§ Task input
----

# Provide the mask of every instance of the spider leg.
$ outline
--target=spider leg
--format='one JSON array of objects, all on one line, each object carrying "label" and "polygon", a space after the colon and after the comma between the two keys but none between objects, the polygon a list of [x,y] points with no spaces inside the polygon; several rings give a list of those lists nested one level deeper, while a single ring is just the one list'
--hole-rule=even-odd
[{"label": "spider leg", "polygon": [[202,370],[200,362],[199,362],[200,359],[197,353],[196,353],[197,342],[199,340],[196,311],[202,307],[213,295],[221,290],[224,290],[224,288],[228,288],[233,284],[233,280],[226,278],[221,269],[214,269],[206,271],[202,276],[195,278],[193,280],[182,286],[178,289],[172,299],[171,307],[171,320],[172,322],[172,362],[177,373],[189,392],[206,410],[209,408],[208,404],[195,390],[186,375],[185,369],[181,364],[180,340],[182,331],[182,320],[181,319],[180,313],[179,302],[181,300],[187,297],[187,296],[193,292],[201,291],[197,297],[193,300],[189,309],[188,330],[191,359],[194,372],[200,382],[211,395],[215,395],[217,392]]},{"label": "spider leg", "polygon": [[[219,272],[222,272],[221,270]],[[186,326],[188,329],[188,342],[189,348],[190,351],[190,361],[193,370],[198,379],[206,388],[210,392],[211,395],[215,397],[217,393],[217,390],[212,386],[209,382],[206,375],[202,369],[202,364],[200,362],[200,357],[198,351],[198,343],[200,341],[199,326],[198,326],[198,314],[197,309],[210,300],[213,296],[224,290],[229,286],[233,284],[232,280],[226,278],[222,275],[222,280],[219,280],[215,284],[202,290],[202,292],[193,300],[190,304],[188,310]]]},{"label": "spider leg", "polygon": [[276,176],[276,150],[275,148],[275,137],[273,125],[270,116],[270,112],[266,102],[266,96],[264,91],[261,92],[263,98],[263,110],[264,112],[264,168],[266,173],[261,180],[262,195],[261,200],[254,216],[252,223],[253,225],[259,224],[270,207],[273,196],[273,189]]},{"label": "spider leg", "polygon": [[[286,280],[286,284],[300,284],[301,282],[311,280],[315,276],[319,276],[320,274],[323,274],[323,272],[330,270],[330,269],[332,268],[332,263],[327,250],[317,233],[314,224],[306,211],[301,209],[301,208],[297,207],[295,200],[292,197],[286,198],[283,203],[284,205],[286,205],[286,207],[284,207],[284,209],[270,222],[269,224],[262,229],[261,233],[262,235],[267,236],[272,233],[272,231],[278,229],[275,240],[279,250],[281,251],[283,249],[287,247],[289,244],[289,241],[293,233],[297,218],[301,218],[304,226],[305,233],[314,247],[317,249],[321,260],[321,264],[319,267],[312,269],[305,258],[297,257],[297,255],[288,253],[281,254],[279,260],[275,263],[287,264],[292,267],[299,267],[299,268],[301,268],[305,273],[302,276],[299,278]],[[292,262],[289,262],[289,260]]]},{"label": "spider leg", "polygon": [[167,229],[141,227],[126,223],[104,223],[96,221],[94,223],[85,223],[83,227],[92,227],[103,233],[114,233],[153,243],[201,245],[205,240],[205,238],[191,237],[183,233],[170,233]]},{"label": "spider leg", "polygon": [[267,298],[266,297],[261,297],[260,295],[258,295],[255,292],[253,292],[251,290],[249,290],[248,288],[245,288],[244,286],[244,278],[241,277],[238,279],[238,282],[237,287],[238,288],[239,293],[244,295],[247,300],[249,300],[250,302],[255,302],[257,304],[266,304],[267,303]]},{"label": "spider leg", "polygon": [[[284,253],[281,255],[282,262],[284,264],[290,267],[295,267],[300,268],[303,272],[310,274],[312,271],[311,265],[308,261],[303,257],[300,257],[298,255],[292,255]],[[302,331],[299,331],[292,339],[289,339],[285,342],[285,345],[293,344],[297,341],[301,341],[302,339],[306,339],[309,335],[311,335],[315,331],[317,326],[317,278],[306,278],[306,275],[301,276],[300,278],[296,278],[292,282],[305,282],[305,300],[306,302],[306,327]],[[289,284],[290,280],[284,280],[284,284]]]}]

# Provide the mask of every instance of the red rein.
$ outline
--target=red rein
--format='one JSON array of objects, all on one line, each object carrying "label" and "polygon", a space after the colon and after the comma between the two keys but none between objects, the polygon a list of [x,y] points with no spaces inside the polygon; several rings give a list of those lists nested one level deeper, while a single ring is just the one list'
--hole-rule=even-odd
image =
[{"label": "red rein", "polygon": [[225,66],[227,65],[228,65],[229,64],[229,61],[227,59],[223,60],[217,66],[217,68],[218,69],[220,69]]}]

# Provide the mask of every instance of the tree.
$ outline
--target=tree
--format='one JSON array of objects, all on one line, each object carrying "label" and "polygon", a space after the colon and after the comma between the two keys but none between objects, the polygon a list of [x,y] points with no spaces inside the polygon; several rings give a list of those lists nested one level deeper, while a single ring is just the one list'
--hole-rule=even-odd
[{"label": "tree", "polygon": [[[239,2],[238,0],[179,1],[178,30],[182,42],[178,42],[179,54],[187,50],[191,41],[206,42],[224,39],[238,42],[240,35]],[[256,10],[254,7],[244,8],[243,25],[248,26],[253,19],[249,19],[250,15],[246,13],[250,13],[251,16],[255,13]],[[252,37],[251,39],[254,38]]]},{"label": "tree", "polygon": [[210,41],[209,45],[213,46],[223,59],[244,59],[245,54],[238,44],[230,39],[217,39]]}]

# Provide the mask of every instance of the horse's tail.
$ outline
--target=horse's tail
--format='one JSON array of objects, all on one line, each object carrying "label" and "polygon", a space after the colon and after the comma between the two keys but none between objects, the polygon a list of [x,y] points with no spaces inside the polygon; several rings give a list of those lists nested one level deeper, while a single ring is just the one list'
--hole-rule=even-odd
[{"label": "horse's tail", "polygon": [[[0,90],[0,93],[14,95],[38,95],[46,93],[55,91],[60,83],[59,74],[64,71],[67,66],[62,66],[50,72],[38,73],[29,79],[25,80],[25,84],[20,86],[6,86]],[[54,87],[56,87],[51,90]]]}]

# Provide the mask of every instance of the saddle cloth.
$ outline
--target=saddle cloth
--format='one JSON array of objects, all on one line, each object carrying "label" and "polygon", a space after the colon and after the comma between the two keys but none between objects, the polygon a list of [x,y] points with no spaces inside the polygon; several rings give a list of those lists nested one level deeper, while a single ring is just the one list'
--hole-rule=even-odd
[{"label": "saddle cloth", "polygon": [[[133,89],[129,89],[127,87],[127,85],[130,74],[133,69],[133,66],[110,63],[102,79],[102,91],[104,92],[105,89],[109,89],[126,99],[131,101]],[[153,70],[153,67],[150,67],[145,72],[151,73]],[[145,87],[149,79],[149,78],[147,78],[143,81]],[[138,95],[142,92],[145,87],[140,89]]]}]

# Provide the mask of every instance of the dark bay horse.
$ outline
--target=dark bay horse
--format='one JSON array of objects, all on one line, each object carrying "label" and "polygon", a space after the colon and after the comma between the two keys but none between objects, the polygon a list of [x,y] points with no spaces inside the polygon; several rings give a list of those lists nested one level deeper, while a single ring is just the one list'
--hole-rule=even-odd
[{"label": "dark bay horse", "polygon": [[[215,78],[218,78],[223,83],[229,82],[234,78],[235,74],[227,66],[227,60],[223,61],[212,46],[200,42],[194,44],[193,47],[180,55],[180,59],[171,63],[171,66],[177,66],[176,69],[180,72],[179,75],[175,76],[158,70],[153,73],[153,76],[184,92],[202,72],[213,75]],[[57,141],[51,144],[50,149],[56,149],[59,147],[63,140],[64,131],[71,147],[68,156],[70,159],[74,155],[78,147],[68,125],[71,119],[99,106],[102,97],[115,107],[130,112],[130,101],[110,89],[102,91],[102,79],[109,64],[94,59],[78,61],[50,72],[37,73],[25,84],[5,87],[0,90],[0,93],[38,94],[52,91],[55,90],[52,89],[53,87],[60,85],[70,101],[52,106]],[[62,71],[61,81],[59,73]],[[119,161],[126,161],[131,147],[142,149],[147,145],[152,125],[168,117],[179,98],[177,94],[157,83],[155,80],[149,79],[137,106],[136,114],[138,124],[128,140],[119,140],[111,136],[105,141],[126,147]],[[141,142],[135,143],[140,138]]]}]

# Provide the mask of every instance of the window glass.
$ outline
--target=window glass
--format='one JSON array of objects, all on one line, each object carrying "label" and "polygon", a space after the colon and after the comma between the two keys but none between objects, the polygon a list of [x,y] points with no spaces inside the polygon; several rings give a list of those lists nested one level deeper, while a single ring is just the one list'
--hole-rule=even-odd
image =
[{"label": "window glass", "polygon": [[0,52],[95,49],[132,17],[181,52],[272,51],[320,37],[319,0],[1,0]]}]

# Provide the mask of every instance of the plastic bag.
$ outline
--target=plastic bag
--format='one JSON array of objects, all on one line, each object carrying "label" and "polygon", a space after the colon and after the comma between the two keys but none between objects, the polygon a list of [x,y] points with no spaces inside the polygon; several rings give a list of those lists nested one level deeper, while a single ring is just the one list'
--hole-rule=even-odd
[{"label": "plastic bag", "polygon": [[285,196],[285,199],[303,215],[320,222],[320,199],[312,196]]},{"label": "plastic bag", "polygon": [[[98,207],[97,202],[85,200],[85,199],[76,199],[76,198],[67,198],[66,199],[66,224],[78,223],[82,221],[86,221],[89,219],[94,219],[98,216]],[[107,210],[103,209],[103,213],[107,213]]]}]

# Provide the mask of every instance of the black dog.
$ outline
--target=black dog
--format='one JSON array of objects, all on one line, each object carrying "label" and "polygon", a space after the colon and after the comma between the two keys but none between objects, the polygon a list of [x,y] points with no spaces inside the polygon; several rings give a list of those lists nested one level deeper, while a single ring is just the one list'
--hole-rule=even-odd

----

§ Your instructions
Rewrite the lines of the entries above as a Markdown table with the columns No. and Line, starting with the line that contains "# Provide the mask of every instance of the red" and going on through the line that contains "--target=red rein", leaving out any blank lines.

§ Task output
| No. | Line |
|---|---|
| 1 | # Provide the mask of every instance of the red rein. |
| 2 | $ outline |
| 3 | --target=red rein |